(Image object location entries)
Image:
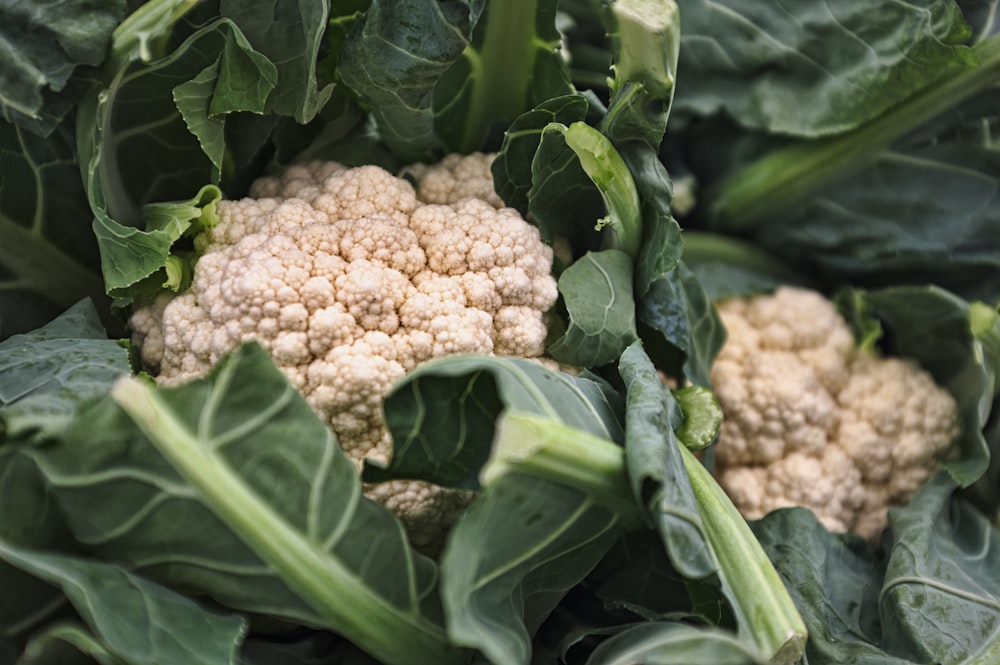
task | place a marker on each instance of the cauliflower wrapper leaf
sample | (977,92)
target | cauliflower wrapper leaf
(811,420)
(349,280)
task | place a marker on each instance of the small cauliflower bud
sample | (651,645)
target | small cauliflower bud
(422,508)
(811,420)
(456,177)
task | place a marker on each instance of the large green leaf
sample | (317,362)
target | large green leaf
(48,257)
(47,374)
(812,68)
(835,581)
(232,487)
(514,554)
(443,415)
(290,35)
(680,326)
(934,598)
(554,495)
(671,643)
(51,50)
(512,64)
(925,212)
(656,469)
(393,58)
(597,294)
(137,620)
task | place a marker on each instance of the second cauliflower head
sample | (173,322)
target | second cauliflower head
(350,280)
(813,421)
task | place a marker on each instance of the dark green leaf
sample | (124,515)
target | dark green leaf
(51,50)
(442,415)
(835,581)
(941,598)
(48,257)
(728,267)
(983,16)
(671,643)
(812,68)
(48,374)
(597,293)
(66,643)
(511,65)
(393,58)
(141,150)
(274,526)
(656,469)
(136,619)
(680,326)
(514,554)
(921,214)
(512,169)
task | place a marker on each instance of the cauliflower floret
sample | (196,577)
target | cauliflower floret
(350,281)
(811,420)
(456,177)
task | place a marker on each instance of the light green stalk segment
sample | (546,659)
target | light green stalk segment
(760,599)
(789,176)
(608,171)
(332,590)
(648,39)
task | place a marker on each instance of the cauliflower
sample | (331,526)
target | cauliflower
(813,421)
(350,280)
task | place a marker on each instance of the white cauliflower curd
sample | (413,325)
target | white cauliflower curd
(350,280)
(811,420)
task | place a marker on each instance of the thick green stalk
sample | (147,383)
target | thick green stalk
(761,601)
(331,589)
(44,268)
(790,175)
(767,614)
(609,173)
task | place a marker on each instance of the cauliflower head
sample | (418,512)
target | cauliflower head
(813,421)
(349,280)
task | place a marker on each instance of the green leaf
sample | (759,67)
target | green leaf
(66,643)
(137,264)
(123,130)
(288,34)
(680,327)
(931,211)
(671,643)
(597,293)
(835,581)
(51,51)
(136,619)
(513,555)
(394,57)
(47,375)
(949,339)
(728,267)
(512,168)
(231,487)
(554,495)
(941,598)
(656,469)
(511,65)
(442,415)
(812,69)
(48,257)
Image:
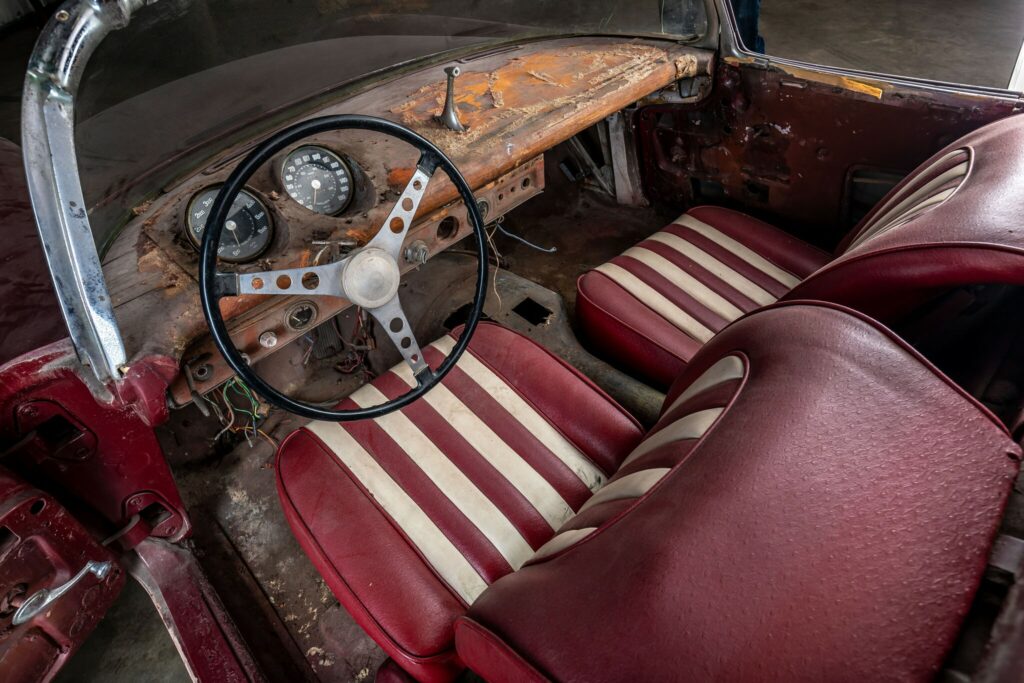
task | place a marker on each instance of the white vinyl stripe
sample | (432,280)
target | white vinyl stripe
(656,302)
(729,368)
(748,288)
(741,251)
(631,485)
(945,159)
(525,415)
(454,483)
(910,213)
(439,552)
(545,499)
(692,426)
(561,542)
(921,195)
(708,297)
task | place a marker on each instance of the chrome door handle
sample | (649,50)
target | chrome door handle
(40,600)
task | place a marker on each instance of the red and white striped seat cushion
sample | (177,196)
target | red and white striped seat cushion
(411,516)
(650,308)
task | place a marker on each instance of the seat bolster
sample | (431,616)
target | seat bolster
(630,335)
(793,543)
(376,591)
(493,658)
(780,248)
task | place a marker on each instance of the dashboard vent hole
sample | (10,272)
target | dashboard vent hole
(448,227)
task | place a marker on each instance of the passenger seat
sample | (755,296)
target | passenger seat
(953,221)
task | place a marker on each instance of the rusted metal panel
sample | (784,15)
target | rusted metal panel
(517,103)
(437,231)
(780,141)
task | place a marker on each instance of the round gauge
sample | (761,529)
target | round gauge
(317,179)
(247,231)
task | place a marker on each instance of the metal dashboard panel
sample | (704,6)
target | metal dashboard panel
(517,102)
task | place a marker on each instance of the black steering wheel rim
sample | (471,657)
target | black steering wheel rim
(210,292)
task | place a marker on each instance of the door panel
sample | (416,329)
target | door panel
(42,547)
(799,146)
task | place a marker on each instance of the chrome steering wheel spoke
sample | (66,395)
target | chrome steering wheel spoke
(392,318)
(369,278)
(313,281)
(392,233)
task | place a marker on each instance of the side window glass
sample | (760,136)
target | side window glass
(970,43)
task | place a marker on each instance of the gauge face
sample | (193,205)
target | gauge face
(247,231)
(317,179)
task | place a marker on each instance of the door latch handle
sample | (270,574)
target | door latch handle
(40,600)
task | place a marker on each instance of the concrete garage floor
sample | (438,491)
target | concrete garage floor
(968,42)
(973,42)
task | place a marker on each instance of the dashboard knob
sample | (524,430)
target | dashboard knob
(268,339)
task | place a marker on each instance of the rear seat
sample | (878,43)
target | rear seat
(816,504)
(955,220)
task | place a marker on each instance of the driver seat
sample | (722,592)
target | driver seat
(411,516)
(811,476)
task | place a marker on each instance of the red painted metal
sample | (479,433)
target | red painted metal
(780,142)
(41,547)
(104,453)
(197,621)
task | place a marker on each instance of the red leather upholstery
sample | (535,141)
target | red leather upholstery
(716,283)
(951,222)
(830,523)
(965,232)
(410,516)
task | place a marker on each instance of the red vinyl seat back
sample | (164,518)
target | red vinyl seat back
(955,220)
(830,522)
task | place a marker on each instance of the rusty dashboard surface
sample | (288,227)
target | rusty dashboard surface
(517,102)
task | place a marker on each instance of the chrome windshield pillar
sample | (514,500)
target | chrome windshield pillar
(51,84)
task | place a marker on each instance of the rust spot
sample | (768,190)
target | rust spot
(399,177)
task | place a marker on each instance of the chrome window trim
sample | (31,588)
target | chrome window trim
(55,69)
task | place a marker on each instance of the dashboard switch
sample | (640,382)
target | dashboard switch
(417,252)
(268,339)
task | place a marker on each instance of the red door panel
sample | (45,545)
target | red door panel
(41,547)
(786,143)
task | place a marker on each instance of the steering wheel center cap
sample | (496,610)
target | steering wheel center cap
(371,278)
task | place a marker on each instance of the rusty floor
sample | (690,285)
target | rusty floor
(294,624)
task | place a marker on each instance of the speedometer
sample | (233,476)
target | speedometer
(317,179)
(247,230)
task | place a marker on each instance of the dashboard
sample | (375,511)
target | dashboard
(332,191)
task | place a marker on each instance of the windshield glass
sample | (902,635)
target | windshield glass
(187,77)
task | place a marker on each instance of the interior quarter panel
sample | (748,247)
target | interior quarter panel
(780,141)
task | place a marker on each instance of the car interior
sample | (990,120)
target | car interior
(735,387)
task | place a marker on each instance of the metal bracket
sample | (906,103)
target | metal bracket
(55,69)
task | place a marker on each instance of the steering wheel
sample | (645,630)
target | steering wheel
(368,276)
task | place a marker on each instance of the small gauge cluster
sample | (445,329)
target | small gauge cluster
(314,177)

Given problem. Give back exactly the lines from the one containing "the red door panel" to the end of the material, both ends included.

Written answer.
task | place a marker on each instance of the red door panel
sample | (45,545)
target | red door panel
(41,547)
(786,143)
task | place a marker on each instance of the steering wheel center cap
sample | (496,610)
target | steering wheel center cap
(371,278)
task | place a marker on each instance of the rusty floor
sample | (690,285)
target | rusty floor
(294,624)
task | place a marker on each instance of the speedometer
sample | (233,476)
target | speedometer
(317,179)
(247,230)
task | place a marker on each instance of the dashboard
sample | (375,511)
target | dashboard
(332,191)
task | place a marker on each instance of the windshield glass
sample | (902,635)
target | windshield glass
(187,77)
task | place a marker on each instance of the interior quarter panel
sample | (748,247)
target | interior quarter panel
(780,141)
task | place a marker on each instance of the car interior
sample | (990,120)
target | car interior
(735,387)
task | place a marker on each instance of the metal bracket
sample | (906,103)
target | metal bracket
(55,69)
task | place a marker on each instance of the steering wheel
sample | (645,630)
target | steering wheel
(368,276)
task | place a marker on each instance of the small gauge cluster
sample | (445,329)
target | small gauge cluster
(314,177)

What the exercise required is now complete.